● **MATERIAL TO PROCESS**
>> Begin

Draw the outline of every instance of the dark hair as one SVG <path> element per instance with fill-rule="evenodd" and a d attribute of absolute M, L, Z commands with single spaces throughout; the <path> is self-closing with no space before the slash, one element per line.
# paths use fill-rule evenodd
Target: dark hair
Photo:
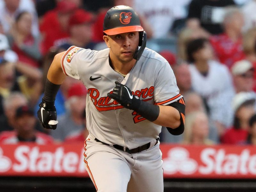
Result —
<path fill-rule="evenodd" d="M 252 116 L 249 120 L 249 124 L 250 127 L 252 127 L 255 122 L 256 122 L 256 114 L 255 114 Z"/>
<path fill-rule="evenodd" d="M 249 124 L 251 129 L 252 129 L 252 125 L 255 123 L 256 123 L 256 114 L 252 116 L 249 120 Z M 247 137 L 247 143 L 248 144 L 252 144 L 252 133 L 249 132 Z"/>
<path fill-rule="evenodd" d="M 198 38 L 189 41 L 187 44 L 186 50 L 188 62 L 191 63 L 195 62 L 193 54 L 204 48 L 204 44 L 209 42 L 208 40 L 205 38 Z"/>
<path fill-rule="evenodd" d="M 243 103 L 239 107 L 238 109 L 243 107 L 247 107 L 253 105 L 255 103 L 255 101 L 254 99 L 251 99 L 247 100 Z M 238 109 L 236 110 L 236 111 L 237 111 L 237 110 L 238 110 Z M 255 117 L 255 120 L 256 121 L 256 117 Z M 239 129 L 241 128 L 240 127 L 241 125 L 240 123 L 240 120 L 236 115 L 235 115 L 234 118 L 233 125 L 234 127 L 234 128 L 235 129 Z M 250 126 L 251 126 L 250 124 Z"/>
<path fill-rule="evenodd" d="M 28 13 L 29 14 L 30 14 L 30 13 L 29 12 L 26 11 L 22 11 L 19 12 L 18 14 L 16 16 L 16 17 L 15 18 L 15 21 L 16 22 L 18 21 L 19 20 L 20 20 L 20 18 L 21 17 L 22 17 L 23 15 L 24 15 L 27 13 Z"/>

>> End

Repeat all of the records above line for line, without the pictures.

● **EXERCISE SOLUTION**
Draw the outline of every instance of the dark hair as one SVG <path> element per instance with fill-rule="evenodd" and a d attribute of absolute M, L, Z commands with single spaces throughout; the <path> is self-closing with no space before the slash, one element per line.
# paths use fill-rule evenodd
Target: dark hair
Photo:
Result —
<path fill-rule="evenodd" d="M 252 116 L 249 120 L 249 124 L 250 127 L 252 127 L 255 122 L 256 122 L 256 114 L 255 114 Z"/>
<path fill-rule="evenodd" d="M 249 124 L 251 129 L 252 129 L 252 125 L 255 123 L 256 123 L 256 114 L 252 116 L 249 120 Z M 247 137 L 247 143 L 248 144 L 252 144 L 252 133 L 249 132 Z"/>
<path fill-rule="evenodd" d="M 198 38 L 189 41 L 187 44 L 186 50 L 188 62 L 191 63 L 195 62 L 193 54 L 204 48 L 204 44 L 209 42 L 208 40 L 205 38 Z"/>
<path fill-rule="evenodd" d="M 243 103 L 239 107 L 238 109 L 243 107 L 247 107 L 253 105 L 255 103 L 255 101 L 254 99 L 251 99 L 247 100 Z M 238 109 L 236 110 L 236 111 L 237 111 L 237 110 L 238 110 Z M 255 117 L 255 120 L 256 121 L 256 117 Z M 239 129 L 241 128 L 240 127 L 241 125 L 240 123 L 240 120 L 236 115 L 235 115 L 234 118 L 233 125 L 234 127 L 234 128 L 235 129 Z M 250 126 L 251 126 L 250 124 Z"/>
<path fill-rule="evenodd" d="M 28 13 L 29 14 L 30 14 L 30 13 L 29 12 L 26 11 L 22 11 L 19 12 L 18 14 L 16 16 L 16 17 L 15 18 L 15 21 L 16 22 L 18 21 L 19 20 L 20 20 L 20 18 L 21 17 L 22 17 L 23 15 L 24 15 L 27 13 Z"/>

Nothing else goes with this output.